(Beginning of SUPPLIED MATERIAL)

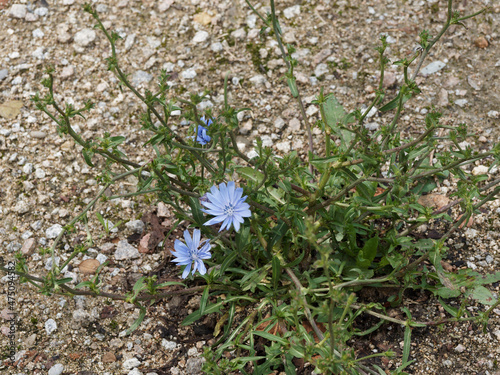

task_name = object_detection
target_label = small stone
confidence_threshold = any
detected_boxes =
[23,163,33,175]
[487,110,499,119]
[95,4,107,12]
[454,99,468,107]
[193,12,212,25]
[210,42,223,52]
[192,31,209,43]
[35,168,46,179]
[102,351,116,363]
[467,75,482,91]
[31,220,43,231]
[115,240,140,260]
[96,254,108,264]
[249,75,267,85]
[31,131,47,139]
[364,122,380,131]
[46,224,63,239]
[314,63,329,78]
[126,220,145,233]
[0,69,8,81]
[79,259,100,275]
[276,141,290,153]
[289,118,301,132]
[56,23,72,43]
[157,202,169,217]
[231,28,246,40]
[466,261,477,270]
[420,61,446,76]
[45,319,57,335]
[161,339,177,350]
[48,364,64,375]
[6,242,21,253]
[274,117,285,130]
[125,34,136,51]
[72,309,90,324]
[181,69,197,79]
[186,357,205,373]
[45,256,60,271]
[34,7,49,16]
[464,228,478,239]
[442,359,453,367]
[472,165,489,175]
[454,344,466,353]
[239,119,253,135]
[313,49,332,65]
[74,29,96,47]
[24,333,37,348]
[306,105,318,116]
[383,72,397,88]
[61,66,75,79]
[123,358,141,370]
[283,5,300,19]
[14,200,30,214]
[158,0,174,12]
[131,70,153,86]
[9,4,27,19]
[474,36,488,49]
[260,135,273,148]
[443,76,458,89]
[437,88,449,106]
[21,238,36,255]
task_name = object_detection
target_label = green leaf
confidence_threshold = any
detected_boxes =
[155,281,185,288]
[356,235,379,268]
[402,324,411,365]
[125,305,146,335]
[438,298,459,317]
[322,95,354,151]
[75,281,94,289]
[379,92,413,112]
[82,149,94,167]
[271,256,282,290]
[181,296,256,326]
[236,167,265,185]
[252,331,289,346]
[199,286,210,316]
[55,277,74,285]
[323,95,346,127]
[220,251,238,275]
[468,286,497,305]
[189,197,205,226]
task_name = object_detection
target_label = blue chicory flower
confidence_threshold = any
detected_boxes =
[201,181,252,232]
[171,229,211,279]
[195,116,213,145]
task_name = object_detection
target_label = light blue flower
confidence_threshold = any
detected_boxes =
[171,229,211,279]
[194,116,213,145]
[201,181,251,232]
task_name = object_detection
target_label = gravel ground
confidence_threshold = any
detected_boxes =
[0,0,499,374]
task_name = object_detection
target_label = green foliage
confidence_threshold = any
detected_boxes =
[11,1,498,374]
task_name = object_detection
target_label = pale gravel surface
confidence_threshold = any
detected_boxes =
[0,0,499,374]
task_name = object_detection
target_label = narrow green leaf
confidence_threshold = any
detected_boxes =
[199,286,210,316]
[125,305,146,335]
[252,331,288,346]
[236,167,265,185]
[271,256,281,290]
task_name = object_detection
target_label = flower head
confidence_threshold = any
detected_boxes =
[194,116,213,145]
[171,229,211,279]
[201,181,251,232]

(End of SUPPLIED MATERIAL)
(Beginning of SUPPLIED MATERIAL)

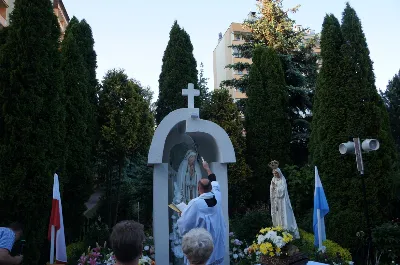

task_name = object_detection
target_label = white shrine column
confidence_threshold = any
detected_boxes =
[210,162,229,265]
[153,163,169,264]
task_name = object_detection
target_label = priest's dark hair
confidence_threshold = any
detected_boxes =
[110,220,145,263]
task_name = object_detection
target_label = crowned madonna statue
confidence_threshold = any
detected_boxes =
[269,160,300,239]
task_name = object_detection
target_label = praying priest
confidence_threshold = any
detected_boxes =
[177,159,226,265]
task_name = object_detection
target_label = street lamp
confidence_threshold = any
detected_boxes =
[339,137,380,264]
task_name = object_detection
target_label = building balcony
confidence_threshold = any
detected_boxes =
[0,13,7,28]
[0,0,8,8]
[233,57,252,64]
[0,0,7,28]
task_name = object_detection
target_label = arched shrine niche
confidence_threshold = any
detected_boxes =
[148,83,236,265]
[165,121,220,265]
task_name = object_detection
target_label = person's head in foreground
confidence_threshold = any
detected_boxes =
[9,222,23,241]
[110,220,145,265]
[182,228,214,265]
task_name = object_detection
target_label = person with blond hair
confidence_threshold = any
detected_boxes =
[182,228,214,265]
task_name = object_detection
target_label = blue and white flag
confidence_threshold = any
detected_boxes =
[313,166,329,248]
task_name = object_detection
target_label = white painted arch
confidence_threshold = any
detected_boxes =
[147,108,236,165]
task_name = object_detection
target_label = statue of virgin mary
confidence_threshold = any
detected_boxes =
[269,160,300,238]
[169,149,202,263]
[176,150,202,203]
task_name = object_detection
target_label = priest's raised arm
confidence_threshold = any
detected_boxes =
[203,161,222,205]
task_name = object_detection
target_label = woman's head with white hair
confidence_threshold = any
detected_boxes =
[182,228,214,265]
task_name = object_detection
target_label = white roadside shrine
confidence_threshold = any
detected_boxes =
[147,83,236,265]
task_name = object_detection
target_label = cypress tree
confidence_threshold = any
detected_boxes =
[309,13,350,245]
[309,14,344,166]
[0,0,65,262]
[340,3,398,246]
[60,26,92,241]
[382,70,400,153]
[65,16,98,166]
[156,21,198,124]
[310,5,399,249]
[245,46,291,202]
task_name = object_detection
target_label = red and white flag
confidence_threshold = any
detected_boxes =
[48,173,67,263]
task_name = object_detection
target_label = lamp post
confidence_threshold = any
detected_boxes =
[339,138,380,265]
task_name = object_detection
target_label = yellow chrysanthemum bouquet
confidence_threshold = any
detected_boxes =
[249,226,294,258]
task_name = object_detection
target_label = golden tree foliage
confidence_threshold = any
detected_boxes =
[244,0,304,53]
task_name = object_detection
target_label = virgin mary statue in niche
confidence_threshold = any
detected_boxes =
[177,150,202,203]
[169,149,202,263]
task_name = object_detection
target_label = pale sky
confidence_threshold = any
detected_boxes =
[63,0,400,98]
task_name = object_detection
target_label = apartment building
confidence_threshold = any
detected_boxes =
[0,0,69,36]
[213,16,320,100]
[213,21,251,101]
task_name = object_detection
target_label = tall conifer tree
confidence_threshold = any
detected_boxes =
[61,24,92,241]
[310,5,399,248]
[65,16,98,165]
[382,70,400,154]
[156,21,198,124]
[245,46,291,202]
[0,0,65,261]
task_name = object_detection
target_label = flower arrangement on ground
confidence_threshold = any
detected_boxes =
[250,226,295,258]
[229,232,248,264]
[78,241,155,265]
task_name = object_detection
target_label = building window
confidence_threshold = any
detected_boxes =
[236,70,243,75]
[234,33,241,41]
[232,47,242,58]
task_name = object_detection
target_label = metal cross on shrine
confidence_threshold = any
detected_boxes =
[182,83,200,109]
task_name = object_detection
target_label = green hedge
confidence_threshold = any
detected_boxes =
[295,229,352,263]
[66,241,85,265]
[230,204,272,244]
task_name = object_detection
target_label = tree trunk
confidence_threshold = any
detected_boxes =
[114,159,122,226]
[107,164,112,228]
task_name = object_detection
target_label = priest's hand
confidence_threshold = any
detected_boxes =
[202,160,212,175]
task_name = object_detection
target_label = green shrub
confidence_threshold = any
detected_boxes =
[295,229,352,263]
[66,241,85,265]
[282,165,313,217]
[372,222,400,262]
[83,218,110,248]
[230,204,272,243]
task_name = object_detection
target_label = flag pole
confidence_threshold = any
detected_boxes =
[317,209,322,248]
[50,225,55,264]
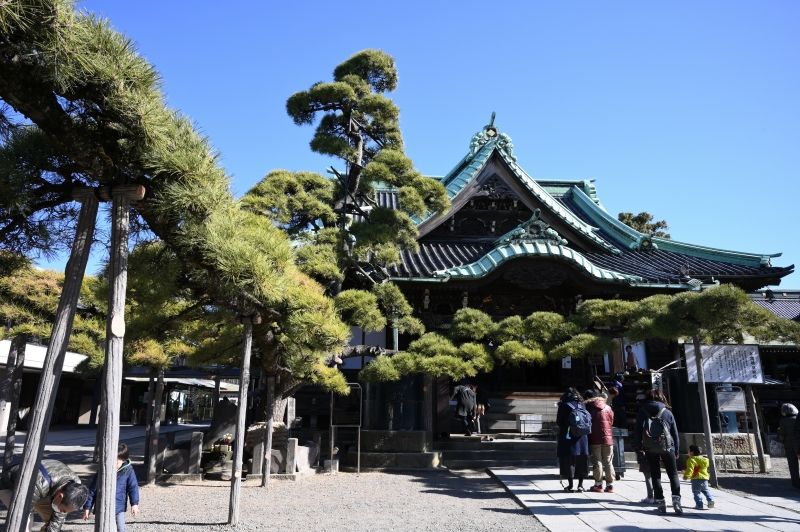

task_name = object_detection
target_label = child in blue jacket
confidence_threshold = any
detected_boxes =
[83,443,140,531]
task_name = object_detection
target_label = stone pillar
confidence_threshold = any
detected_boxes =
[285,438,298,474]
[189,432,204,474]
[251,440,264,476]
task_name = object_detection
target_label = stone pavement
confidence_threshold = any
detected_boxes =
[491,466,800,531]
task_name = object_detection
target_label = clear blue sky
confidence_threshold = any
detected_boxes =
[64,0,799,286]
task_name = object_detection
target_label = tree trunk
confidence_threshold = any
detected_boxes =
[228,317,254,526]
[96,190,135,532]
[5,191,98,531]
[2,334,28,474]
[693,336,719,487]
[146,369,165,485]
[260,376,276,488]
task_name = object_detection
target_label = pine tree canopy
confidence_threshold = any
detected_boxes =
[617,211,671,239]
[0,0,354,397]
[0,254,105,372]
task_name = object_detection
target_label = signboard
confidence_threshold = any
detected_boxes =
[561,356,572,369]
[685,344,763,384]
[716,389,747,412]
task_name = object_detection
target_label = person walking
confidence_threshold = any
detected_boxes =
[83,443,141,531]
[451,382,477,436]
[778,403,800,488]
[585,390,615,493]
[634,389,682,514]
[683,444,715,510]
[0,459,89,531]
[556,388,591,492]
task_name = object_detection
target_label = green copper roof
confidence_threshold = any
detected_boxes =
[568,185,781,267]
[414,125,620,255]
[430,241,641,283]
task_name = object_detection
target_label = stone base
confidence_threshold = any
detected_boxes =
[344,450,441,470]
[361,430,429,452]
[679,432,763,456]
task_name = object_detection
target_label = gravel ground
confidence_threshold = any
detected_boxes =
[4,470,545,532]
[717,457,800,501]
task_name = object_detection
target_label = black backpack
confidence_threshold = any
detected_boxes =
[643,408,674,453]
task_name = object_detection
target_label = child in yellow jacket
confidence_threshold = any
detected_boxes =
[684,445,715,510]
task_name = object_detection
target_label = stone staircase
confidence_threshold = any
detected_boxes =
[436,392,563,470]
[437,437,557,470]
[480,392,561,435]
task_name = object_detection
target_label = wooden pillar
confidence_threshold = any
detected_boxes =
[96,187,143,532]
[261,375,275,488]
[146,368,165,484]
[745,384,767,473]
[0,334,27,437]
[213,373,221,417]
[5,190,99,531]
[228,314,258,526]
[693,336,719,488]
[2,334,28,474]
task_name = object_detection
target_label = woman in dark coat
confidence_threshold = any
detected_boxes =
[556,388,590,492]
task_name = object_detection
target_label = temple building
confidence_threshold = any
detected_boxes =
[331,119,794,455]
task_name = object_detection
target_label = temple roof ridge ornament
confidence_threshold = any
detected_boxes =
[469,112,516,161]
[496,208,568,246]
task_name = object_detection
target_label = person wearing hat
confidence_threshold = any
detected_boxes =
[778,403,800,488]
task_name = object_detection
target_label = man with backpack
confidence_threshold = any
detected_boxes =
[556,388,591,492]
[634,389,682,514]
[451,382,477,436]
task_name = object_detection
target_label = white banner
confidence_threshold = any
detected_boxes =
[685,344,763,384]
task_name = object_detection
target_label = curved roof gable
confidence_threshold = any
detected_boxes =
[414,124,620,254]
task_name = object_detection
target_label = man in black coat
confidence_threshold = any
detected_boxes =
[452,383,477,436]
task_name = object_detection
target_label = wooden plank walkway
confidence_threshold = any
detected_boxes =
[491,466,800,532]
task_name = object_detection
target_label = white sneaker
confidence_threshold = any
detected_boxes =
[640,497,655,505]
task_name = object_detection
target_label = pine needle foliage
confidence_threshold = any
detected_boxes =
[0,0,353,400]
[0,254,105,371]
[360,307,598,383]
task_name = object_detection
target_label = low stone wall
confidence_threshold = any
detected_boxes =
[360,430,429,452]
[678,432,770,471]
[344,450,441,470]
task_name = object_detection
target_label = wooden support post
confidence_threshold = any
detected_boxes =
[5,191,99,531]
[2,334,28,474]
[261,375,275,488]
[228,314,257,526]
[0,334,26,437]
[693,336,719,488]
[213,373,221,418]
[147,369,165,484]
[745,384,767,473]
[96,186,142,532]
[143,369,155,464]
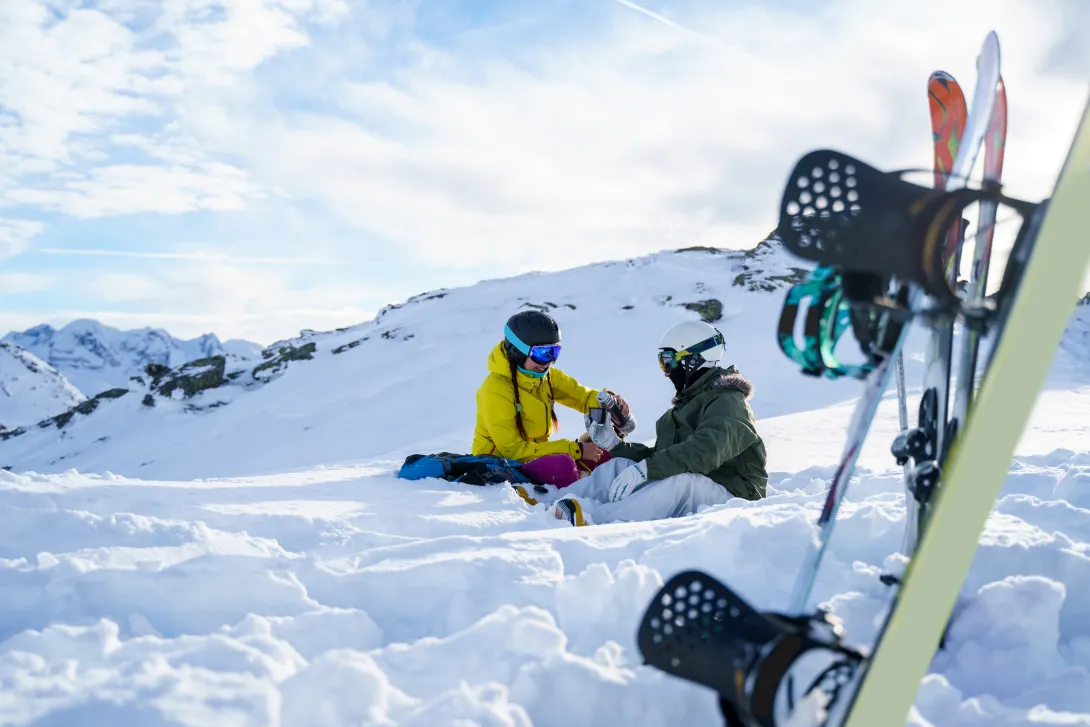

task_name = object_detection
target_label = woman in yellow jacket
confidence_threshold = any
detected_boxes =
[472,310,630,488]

(End of SUPPLIED MATERIAL)
(Beginning of SUPPLIED MATERIAL)

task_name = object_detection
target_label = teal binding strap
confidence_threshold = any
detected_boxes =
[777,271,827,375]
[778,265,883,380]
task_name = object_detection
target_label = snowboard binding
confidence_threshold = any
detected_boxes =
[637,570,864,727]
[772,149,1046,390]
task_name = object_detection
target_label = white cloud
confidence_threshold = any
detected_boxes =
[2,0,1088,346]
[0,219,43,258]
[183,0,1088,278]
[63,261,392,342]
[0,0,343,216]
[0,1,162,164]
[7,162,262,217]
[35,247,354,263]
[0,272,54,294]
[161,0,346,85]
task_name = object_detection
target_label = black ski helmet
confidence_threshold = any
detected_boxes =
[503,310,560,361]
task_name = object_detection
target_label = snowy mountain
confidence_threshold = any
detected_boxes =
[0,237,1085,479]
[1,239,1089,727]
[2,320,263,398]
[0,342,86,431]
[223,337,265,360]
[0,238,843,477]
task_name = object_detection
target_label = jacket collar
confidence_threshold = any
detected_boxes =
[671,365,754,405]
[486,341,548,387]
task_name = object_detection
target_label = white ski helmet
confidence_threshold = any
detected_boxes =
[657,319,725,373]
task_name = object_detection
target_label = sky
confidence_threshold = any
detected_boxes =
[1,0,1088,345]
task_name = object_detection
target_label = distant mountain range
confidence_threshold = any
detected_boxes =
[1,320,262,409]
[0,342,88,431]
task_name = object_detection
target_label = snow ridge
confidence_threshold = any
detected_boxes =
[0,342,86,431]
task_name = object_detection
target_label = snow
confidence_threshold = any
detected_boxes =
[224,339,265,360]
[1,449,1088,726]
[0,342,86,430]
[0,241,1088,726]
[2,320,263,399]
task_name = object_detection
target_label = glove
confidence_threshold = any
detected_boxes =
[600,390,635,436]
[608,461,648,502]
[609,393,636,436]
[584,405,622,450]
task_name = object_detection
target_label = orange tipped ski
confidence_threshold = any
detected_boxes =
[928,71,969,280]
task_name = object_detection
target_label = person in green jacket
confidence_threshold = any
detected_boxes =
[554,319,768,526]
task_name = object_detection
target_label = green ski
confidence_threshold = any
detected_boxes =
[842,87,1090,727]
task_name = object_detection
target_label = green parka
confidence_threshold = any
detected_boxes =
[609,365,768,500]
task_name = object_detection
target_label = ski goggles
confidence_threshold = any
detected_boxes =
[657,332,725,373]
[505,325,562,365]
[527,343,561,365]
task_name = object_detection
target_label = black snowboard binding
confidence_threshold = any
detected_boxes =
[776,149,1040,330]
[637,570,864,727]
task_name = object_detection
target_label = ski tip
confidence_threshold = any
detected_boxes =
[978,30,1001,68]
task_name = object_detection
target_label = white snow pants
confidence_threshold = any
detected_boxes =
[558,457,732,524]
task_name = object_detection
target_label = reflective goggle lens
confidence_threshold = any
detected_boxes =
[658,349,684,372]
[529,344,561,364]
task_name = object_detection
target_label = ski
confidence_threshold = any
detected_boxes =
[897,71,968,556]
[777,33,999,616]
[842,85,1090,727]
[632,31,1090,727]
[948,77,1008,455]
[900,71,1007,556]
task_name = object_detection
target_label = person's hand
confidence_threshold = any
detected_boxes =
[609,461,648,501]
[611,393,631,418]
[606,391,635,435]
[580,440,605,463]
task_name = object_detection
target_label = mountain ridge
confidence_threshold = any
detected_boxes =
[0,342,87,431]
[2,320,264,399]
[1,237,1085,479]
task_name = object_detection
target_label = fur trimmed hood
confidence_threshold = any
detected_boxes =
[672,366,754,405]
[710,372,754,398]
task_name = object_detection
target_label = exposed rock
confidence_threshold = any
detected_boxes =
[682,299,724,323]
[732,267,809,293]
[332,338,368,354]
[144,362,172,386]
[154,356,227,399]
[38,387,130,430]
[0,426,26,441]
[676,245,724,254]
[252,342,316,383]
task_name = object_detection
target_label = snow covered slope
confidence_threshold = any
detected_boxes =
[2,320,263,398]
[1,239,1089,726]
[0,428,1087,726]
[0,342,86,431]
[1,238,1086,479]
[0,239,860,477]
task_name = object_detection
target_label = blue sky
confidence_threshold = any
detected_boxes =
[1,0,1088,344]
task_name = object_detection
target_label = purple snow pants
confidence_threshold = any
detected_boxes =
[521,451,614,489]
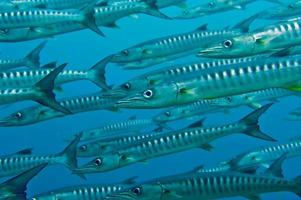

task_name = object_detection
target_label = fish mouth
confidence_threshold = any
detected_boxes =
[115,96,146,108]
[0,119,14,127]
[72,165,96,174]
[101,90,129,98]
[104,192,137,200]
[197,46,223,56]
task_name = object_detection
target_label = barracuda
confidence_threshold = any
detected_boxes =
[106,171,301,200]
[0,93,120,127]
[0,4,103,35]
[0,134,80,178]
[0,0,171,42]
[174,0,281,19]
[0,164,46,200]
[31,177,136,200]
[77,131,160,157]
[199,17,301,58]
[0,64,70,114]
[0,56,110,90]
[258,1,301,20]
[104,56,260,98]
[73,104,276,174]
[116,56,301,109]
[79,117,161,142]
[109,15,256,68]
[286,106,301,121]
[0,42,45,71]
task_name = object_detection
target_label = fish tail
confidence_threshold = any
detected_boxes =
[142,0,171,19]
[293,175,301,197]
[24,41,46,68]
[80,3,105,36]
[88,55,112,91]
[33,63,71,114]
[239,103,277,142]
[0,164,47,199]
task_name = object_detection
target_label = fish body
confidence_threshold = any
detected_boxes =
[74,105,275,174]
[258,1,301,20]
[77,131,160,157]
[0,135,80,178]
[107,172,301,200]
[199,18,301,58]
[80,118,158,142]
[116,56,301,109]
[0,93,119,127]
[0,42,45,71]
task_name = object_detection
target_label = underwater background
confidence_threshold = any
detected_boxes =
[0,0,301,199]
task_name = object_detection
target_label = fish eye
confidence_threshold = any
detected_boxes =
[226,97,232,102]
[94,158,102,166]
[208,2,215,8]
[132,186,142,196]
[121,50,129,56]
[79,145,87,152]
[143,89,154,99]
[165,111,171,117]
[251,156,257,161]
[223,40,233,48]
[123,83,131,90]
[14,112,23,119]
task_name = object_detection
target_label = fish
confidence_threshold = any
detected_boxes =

(End of SUPPLIED MATERIAL)

• _PROBLEM DETAILS_
Using the entries above, output exactly the lines between the line holding "target_label = lamp post" and the line holding "target_label = green hedge", end lines included, and nothing more.

• _EXERCISE SOLUTION_
target_label = lamp post
confidence_threshold = any
detected_boxes =
[339,138,380,265]
task_name = object_detection
target_label = yellow chrysanthemum bouquet
confidence_threshold = any
detected_boxes =
[249,226,294,258]
task_name = object_detection
target_label = golden tree foliage
confidence_threshold = any
detected_boxes =
[244,0,304,53]
task_name = object_detection
target_label = virgin mary statue in niche
confidence_threshold = any
detected_boxes =
[177,150,202,203]
[169,149,202,263]
task_name = object_detection
target_label = pale sky
confidence_threshold = any
detected_boxes =
[63,0,400,98]
task_name = object_detection
target_label = apartment building
confidence_threshold = any
detected_boxes =
[0,0,69,36]
[213,16,320,100]
[213,21,251,101]
task_name = object_detection
target_label = tall conifer tree
confidence_threshold = any
detected_boxes =
[61,24,92,241]
[310,5,399,248]
[65,16,98,165]
[382,70,400,154]
[156,21,198,124]
[245,46,291,202]
[0,0,65,261]
task_name = object_detection
target_label = flower arrangement on ground
confidence_threshold = any
detected_boxes =
[250,226,295,258]
[229,232,248,264]
[78,241,155,265]
task_name = object_detection
target_label = building window
confidence_threshold = any
detected_boxes =
[236,70,243,75]
[234,33,241,41]
[232,47,242,58]
task_name = object_detection
target_label = metal cross on shrine
confidence_threshold = any
detected_boxes =
[182,83,200,109]
task_name = object_detection
target_label = green hedge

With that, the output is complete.